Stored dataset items
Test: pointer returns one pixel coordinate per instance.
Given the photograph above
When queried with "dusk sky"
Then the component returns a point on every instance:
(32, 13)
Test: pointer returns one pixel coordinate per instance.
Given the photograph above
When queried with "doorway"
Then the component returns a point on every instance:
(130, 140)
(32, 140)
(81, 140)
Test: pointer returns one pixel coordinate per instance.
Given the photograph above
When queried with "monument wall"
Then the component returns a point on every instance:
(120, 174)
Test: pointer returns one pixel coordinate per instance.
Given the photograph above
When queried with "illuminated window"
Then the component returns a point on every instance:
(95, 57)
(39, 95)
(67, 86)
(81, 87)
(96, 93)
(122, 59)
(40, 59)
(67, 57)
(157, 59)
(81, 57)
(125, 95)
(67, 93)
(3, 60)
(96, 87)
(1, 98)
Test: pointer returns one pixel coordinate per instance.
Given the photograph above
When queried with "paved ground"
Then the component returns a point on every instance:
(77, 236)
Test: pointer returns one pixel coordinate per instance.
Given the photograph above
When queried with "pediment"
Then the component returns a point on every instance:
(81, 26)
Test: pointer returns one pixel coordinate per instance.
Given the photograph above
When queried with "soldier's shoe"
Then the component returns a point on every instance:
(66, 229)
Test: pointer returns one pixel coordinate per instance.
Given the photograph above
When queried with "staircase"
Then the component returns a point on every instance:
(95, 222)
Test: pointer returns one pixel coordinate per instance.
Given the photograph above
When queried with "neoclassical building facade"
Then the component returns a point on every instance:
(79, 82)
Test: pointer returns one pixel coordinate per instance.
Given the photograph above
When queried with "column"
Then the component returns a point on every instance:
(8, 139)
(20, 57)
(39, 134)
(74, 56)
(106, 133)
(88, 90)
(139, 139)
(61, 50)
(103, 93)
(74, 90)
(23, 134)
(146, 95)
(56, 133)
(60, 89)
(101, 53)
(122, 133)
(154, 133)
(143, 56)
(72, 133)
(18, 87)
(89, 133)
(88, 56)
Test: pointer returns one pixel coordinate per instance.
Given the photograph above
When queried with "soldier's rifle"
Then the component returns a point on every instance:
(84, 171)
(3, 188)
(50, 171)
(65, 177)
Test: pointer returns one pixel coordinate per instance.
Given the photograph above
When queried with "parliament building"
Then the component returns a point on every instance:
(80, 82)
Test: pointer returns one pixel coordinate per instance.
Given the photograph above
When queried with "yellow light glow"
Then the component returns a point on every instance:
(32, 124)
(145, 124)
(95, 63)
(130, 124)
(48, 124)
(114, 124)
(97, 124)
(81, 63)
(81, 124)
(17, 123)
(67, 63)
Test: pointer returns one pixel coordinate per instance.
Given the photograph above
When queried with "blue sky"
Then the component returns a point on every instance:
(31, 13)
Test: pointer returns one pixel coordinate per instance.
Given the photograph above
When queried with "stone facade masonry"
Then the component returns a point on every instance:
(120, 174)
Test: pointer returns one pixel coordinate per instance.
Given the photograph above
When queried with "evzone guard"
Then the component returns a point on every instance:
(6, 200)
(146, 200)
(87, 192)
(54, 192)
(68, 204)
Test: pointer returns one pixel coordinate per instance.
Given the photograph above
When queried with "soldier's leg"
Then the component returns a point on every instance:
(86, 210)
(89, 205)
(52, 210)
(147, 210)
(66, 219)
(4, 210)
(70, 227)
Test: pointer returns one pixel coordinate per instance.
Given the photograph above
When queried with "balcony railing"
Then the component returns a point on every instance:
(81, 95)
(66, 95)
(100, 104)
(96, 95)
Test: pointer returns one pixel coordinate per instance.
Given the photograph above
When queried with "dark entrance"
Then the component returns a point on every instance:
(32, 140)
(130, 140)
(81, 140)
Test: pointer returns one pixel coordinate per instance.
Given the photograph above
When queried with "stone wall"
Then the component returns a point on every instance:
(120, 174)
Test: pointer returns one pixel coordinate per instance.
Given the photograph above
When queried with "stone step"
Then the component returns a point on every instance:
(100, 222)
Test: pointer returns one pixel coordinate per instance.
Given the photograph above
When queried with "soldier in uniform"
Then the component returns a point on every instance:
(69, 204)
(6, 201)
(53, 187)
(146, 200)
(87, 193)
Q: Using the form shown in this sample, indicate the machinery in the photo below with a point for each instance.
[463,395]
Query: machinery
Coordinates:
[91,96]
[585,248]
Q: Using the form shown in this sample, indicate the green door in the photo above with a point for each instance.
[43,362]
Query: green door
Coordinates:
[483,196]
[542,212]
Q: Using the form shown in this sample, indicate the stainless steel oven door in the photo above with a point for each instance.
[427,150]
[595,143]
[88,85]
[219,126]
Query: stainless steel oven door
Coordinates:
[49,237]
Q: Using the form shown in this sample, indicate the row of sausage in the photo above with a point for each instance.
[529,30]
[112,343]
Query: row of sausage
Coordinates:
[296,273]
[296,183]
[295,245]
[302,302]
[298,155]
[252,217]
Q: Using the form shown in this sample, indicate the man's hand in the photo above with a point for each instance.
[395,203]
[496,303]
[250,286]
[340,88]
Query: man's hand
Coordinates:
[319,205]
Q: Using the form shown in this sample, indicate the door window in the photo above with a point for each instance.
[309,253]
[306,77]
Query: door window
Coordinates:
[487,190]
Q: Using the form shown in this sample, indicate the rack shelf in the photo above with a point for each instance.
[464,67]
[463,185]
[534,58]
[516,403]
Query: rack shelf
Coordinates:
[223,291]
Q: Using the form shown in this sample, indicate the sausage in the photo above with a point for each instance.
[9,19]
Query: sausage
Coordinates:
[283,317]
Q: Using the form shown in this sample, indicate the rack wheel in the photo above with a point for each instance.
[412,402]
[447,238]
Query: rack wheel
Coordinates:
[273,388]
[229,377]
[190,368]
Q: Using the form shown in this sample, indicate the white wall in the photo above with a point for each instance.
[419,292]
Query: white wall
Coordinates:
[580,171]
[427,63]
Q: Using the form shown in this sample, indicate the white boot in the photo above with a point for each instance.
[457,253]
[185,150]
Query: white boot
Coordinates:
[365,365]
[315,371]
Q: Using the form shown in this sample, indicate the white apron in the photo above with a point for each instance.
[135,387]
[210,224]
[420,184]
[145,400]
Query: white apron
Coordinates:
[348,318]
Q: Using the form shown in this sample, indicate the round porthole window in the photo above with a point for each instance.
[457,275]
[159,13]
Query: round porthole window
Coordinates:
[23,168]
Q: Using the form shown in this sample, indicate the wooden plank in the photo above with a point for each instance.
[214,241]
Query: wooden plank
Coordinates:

* [WHAT IS NEEDED] The expected output is an exact copy of all the records above.

* [ANSWER SPACE]
Test: pointer returns one pixel coordinate per instance.
Given the photograph above
When queried with "dusk sky"
Then the component returns a point on every instance:
(32, 13)
Test: pointer returns one pixel coordinate per instance.
Given the photograph above
When queried with "doorway"
Then the component returns a point on every instance:
(130, 140)
(32, 140)
(81, 140)
Test: pointer returns one pixel coordinate per instance.
Given the photograph above
When queried with "monument wall"
Then the component returns a point on every instance:
(120, 174)
Test: pointer returns one pixel coordinate per instance.
Given the photograph above
When queried with "illuminated window"
Then the component returns a point on every instance:
(95, 57)
(39, 95)
(67, 86)
(81, 87)
(96, 93)
(122, 59)
(40, 59)
(67, 57)
(157, 59)
(81, 57)
(125, 95)
(67, 93)
(3, 60)
(96, 87)
(1, 98)
Test: pointer returns one pixel coordinate per instance.
Given the photograph above
When queried with "paved ground"
Then the component returns a point on every instance:
(77, 236)
Test: pointer returns one pixel coordinate per instance.
Given the photograph above
When queried with "pediment"
Then the component returns a point on every instance:
(81, 26)
Test: pointer returns one pixel coordinate per instance.
Given the photograph above
When queried with "soldier's shoe"
Then the component returns a point on every instance:
(66, 229)
Test: pointer returns one pixel coordinate per instance.
Given the photograph above
When queried with "staircase"
Then the component returns a point on every instance:
(95, 222)
Test: pointer returns one pixel coordinate per instance.
Given the photograph above
When queried with "neoclassical building facade"
Then the component returns a point on every instance:
(79, 82)
Test: pointer returns one pixel coordinate per instance.
Given the photograph above
When queried with "column"
Then the component returns a point on every instance:
(8, 139)
(20, 57)
(39, 134)
(74, 56)
(106, 133)
(88, 90)
(139, 139)
(61, 50)
(103, 93)
(74, 90)
(23, 134)
(146, 95)
(56, 133)
(60, 89)
(101, 53)
(122, 133)
(154, 133)
(143, 56)
(72, 133)
(18, 87)
(89, 133)
(88, 56)
Test: pointer returns one pixel coordinate per instance.
Given the photograph above
When queried with "soldier's rifle"
Then the component returns a point on every instance:
(84, 171)
(3, 188)
(50, 171)
(65, 177)
Test: pointer returns one pixel coordinate per instance.
Given the photograph above
When queried with "parliament building"
Then the component returns a point on every instance:
(80, 82)
Test: pointer returns one pixel coordinate per instance.
Given the photograph above
When queried with "yellow light glow"
Then the component returns a point on every instance:
(32, 124)
(145, 124)
(95, 63)
(130, 124)
(48, 124)
(114, 124)
(97, 124)
(81, 63)
(81, 124)
(17, 123)
(67, 63)
Test: pointer returns one pixel coordinate per instance.
Given the photograph above
When queried with "blue sky"
Then the component returns a point on every instance:
(31, 13)
Test: pointer returns one pixel coordinate per instance.
Given the photograph above
When queried with "stone facade masonry"
Then the component returns a point on every instance:
(120, 174)
Test: pointer returns one pixel coordinate per instance.
Given the photograph above
When queried with "evzone guard"
Then the component returns a point on every instance:
(6, 200)
(146, 200)
(87, 192)
(54, 192)
(68, 204)
Test: pointer returns one pixel coordinate per instance.
Given the photograph above
When queried with "soldier's leg"
Then the component returns a point on every instance:
(86, 210)
(89, 205)
(52, 210)
(147, 210)
(66, 219)
(4, 210)
(70, 227)
Test: pointer returns one pixel coordinate per instance.
Given the photograph above
When queried with "balcony railing"
Then the component returns a point on every instance:
(81, 95)
(66, 95)
(100, 104)
(96, 95)
Test: pointer returns one pixel coordinate per instance.
Given the photograph above
When queried with "dark entrance"
Then the component returns a point on every instance:
(32, 140)
(130, 140)
(81, 140)
Test: pointer returns one pixel coordinate per instance.
Given the photograph above
When queried with "stone wall"
Then the component returns a point on every instance:
(120, 174)
Test: pointer returns one pixel coordinate per instance.
Given the photograph above
When queried with "stone step"
Then the component returns a point on every instance:
(100, 222)
Test: pointer returns one pixel coordinate per instance.
Given the photograph above
When queried with "soldier in uniform"
Then the component returns a point on every instance:
(69, 204)
(6, 201)
(53, 187)
(146, 200)
(87, 193)
Q: Using the form shown in this sample, indicate the machinery in the photo below with a point for each instance.
[463,395]
Query: machinery
Coordinates:
[91,96]
[585,248]
Q: Using the form shown in this sample, indicate the green door in the photo above with a point for each instance.
[43,362]
Query: green door
Coordinates:
[483,196]
[542,212]
Q: Using the form shown in this sample, indicate the stainless steel oven door in the photo above with a point for each instance.
[427,150]
[595,143]
[88,85]
[219,126]
Query: stainless steel oven door
Coordinates:
[49,237]
Q: Using the form shown in this sample, indicate the row of sausage in the photo above with a point for each instance.
[529,30]
[112,343]
Query: row of sausage
Coordinates:
[296,273]
[296,183]
[295,245]
[302,302]
[298,155]
[252,217]
Q: Using the form shown in this sample, indicate the man's hand in the photo above with a point for each instance.
[395,203]
[496,303]
[250,286]
[340,88]
Query: man's hand
Coordinates:
[319,205]
Q: Using the form shown in this sample, indicate the door window in the photo above with a point for each instance.
[309,253]
[306,77]
Query: door window
Coordinates:
[487,190]
Q: Using the form shown in this sample, indicate the rack shelf in the photo above with a point for each instance.
[464,67]
[463,185]
[534,58]
[516,403]
Query: rack shelf
Coordinates:
[223,291]
Q: Using the form shown in this sample, indicate the sausage in the photo above with a point for each instance.
[9,19]
Query: sausage
Coordinates:
[283,317]
Q: Using the form shown in this sample, indicate the rack wheel in the photo above with a point for each instance.
[412,402]
[447,238]
Query: rack wheel
Coordinates:
[273,388]
[229,377]
[190,368]
Q: Using the form shown in this sample, indicate the white wall in the photo above with a point for each instance.
[419,292]
Query: white wall
Coordinates:
[580,171]
[427,63]
Q: Using the form shown in this sample, indicate the white boot in the photo above with a point for each instance.
[457,253]
[185,150]
Query: white boot
Coordinates:
[365,365]
[315,371]
Q: Using the form shown in this sample, indicate the white apron in the photo above with a point for each instance.
[135,387]
[210,224]
[420,184]
[145,400]
Query: white apron
Coordinates:
[348,318]
Q: Using the form shown in this sample, indicate the round porthole window in the photo above with a point for each instance.
[457,275]
[159,13]
Query: round porthole window
Coordinates:
[23,168]
Q: Using the form shown in this sample, indicate the wooden plank in the photo above with a point for each instance.
[214,241]
Query: wooden plank
Coordinates:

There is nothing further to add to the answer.